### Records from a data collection
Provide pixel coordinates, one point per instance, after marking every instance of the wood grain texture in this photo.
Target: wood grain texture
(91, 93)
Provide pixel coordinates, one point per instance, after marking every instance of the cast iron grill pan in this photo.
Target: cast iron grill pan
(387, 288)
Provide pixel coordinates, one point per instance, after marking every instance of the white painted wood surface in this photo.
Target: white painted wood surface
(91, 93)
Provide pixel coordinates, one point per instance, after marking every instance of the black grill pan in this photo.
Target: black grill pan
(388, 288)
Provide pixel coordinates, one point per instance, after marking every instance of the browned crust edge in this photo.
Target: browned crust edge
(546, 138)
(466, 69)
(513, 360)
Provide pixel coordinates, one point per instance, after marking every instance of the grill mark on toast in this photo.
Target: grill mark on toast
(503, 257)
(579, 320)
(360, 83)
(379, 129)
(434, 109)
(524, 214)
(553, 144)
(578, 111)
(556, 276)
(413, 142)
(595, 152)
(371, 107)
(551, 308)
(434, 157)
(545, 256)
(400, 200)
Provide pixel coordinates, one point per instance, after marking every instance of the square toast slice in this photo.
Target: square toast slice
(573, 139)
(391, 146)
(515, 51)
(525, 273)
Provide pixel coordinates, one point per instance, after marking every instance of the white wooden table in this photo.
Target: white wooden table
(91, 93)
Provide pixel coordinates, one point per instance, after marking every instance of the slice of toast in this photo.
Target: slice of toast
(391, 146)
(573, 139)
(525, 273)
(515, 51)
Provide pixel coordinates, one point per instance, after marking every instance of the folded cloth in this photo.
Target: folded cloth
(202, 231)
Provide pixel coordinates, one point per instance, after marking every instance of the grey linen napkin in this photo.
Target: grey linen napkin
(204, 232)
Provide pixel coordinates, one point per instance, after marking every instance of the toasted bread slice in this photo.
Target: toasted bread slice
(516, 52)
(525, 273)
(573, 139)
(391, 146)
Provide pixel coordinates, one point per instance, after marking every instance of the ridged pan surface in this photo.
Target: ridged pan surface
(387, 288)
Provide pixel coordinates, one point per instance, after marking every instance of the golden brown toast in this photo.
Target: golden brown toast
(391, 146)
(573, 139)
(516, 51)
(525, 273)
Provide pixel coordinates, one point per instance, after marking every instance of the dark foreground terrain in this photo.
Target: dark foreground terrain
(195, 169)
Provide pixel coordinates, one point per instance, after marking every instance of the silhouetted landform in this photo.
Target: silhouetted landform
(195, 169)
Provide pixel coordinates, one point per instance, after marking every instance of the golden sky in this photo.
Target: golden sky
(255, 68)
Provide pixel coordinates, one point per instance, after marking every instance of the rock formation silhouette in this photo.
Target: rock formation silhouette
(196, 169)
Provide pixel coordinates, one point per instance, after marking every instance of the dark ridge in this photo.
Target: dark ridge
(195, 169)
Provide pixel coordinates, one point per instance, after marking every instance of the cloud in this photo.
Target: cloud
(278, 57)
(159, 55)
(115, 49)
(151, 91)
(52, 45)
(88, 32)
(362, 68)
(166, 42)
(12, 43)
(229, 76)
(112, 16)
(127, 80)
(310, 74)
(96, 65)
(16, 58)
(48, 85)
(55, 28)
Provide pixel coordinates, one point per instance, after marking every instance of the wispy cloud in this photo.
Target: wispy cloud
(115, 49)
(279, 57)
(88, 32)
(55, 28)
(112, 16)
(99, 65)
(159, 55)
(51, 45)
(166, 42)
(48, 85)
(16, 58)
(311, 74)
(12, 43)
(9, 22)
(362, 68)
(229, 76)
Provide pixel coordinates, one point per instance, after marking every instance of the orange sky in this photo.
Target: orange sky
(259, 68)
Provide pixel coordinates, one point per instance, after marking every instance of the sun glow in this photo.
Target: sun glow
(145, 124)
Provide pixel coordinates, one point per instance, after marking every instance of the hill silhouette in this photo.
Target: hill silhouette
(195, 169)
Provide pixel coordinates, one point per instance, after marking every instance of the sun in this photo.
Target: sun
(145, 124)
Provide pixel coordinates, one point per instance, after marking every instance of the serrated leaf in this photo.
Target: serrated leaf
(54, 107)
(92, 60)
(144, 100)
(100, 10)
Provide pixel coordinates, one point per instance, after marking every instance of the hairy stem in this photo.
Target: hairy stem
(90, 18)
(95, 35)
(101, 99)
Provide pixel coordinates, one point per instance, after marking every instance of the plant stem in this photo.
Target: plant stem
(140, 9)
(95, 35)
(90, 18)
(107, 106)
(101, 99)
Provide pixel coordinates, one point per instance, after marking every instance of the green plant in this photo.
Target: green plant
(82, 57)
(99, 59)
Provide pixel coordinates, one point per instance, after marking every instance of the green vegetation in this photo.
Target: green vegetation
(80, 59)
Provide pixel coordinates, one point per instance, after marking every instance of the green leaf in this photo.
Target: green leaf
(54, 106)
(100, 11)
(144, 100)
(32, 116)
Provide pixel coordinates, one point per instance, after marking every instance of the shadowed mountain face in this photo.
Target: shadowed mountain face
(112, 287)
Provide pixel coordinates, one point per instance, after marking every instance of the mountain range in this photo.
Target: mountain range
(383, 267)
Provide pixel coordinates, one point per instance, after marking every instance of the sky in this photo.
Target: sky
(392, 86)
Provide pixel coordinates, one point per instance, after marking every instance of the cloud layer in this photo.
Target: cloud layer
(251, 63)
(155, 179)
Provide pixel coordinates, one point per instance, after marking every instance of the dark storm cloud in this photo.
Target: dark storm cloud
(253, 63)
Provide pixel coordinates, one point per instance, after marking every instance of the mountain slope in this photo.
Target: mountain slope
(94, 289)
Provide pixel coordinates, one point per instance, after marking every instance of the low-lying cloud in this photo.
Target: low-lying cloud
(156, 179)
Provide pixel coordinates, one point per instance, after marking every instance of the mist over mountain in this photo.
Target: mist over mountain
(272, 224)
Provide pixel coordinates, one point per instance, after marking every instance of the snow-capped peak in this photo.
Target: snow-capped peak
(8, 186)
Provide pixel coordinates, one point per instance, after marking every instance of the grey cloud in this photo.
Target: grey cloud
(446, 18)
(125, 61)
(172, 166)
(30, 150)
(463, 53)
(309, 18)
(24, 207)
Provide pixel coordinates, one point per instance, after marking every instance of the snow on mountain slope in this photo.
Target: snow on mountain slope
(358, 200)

### GIVEN EXERCISE
Please write out the whole listing above word for word, keeping every line.

### TASK ANSWER
Provide pixel coordinates, one point per instance, after marking every instance of the wood grain texture in this photo.
Target: wood grain texture
(91, 93)
Provide pixel coordinates, one point per instance, after marking every instance of the cast iron grill pan in this photo.
Target: cast iron grill pan
(387, 288)
Provide pixel coordinates, one point per instance, after marking every instance of the white painted wood surface in this photo.
Target: white painted wood surface
(91, 93)
Provide pixel coordinates, one point per instance, after marking every instance of the black grill pan in this photo.
Target: black grill pan
(388, 288)
Provide pixel coordinates, one point per instance, after marking every instance of the browned crust edge in this photo.
Target: browned crust edge
(546, 138)
(466, 69)
(513, 360)
Provide pixel coordinates, one point per instance, after marking every instance of the grill mark on toast in this photo.
Target: grill mark on toast
(503, 257)
(579, 320)
(360, 83)
(379, 129)
(434, 109)
(524, 214)
(553, 144)
(578, 111)
(556, 276)
(413, 142)
(595, 152)
(371, 107)
(551, 308)
(434, 157)
(545, 256)
(400, 200)
Provide pixel coordinates, one point per instance, after marking every instance of the square toast slice in this photo.
Target: square toast slice
(573, 139)
(391, 146)
(515, 51)
(525, 273)
Provide pixel coordinates, one point per instance, after marking every instance of the white wooden table in this photo.
Target: white wooden table
(91, 93)
Provide pixel coordinates, one point per instance, after marking every instance of the slice of toast in this photo.
Target: slice of toast
(391, 146)
(573, 139)
(525, 273)
(515, 51)
Provide pixel coordinates, one point per instance, after marking every instance of the folded cloth in this photo.
Target: folded cloth
(202, 231)
Provide pixel coordinates, one point per instance, after marking every instance of the grey linen napkin in this photo.
Target: grey linen napkin
(204, 232)
Provide pixel coordinates, one point per instance, after marking every instance of the toasted bread slice in this photo.
Target: toasted bread slice
(516, 52)
(525, 273)
(573, 139)
(391, 146)
Provide pixel coordinates, one point per instance, after marking every instance of the ridged pan surface in this photo.
Target: ridged pan surface
(387, 288)
Provide pixel coordinates, one point per instance, after marking every instance of the golden brown toast in this photo.
Target: golden brown toast
(391, 146)
(573, 139)
(516, 51)
(525, 273)
Provide pixel coordinates, one point per instance, after marking every instance of the dark foreground terrain in this photo.
Target: dark foreground terrain
(195, 169)
Provide pixel coordinates, one point per instance, after marking every instance of the silhouetted landform in this photo.
Target: silhouetted landform
(195, 169)
Provide pixel coordinates, one point per instance, after marking every instance of the golden sky in this photo.
Target: golden sky
(255, 68)
Provide pixel coordinates, one point per instance, after marking every instance of the rock formation silhouette in this photo.
Target: rock formation silhouette
(196, 169)
Provide pixel coordinates, one point per instance, after marking every instance of the dark ridge in this photo.
Target: dark ridge
(195, 169)
Provide pixel coordinates, one point per instance, after marking every instance of the cloud in this photo.
Target: cloud
(278, 57)
(159, 55)
(115, 49)
(151, 91)
(52, 45)
(88, 32)
(362, 68)
(166, 42)
(12, 43)
(229, 76)
(112, 16)
(127, 80)
(310, 74)
(96, 65)
(16, 58)
(48, 85)
(55, 28)
Provide pixel coordinates, one point per instance, after marking every instance of the wispy cloud in this photo.
Target: wispy cloud
(115, 49)
(279, 57)
(88, 32)
(55, 28)
(112, 16)
(99, 65)
(159, 55)
(51, 45)
(166, 42)
(48, 85)
(16, 58)
(311, 74)
(12, 43)
(9, 22)
(362, 68)
(229, 76)
Provide pixel coordinates, one point per instance, after marking every instance of the orange sky in this photo.
Target: orange sky
(259, 68)
Provide pixel coordinates, one point per instance, after marking every instance of the sun glow in this photo.
Target: sun glow
(145, 124)
Provide pixel coordinates, one point per instance, after marking every instance of the hill silhouette in this photo.
Target: hill silhouette
(195, 169)
Provide pixel coordinates, one point per instance, after marking every instance of the sun in this photo.
Target: sun
(145, 124)
Provide pixel coordinates, one point per instance, after marking every instance of the serrated leaf in this photo.
Target: serrated leaf
(54, 107)
(92, 60)
(144, 100)
(100, 10)
Provide pixel coordinates, one point per instance, after marking every instance of the hairy stem in this photo.
Target: hairy stem
(90, 18)
(95, 35)
(101, 99)
Provide pixel coordinates, one point per instance, after marking every instance of the plant stem in this photo.
Target: plant stem
(140, 9)
(95, 35)
(90, 18)
(107, 106)
(101, 99)
Provide pixel coordinates, one point per instance, after marking every instance of the green plant in this photo.
Target: green plant
(82, 57)
(99, 59)
Provide pixel coordinates, one point per instance, after marking every instance of the green vegetation in this photo.
Target: green vegetation
(80, 59)
Provide pixel coordinates, one point per instance, after marking every instance of the green leaf in this photo.
Target: green leaf
(54, 106)
(100, 11)
(144, 100)
(32, 116)
Provide pixel coordinates, one point per instance, after marking every instance of the shadowed mountain face in this photo.
Target: shadowed mountain face
(112, 287)
Provide pixel coordinates, one point per instance, after marking every instance of the mountain range in this photo.
Target: mountain range
(383, 267)
Provide pixel coordinates, one point per instance, after marking every instance of the sky in this photo.
Target: sky
(392, 86)
Provide pixel coordinates, one point per instance, after marking every instance of the cloud layer in this photo.
Target: cloud layer
(251, 63)
(155, 179)
Provide pixel coordinates, one point per instance, after marking every instance of the dark storm cloud in this photo.
Target: dark storm cloud
(253, 63)
Provide pixel coordinates, one point per instance, after marking every instance of the mountain slope in this photo.
Target: mountain slope
(94, 289)
Provide pixel coordinates, one point per instance, after marking every instance of the low-lying cloud in this photo.
Target: low-lying cloud
(156, 179)
Provide pixel coordinates, one point per instance, after marking every instance of the mist over mountain in this photo.
Target: mist over mountain
(272, 224)
Provide pixel coordinates, one point per instance, after marking every instance of the snow-capped peak in this photo.
Target: snow-capped peak
(8, 186)
Provide pixel coordinates, one point per instance, after marking every instance of the grey cloud in this photo.
Target: grey cloud
(446, 18)
(125, 61)
(172, 166)
(30, 150)
(463, 53)
(309, 18)
(24, 207)
Provide pixel coordinates, one point per instance, after marking every instance of the snow on mountain slope in this photo.
Target: snow on mountain slope
(358, 200)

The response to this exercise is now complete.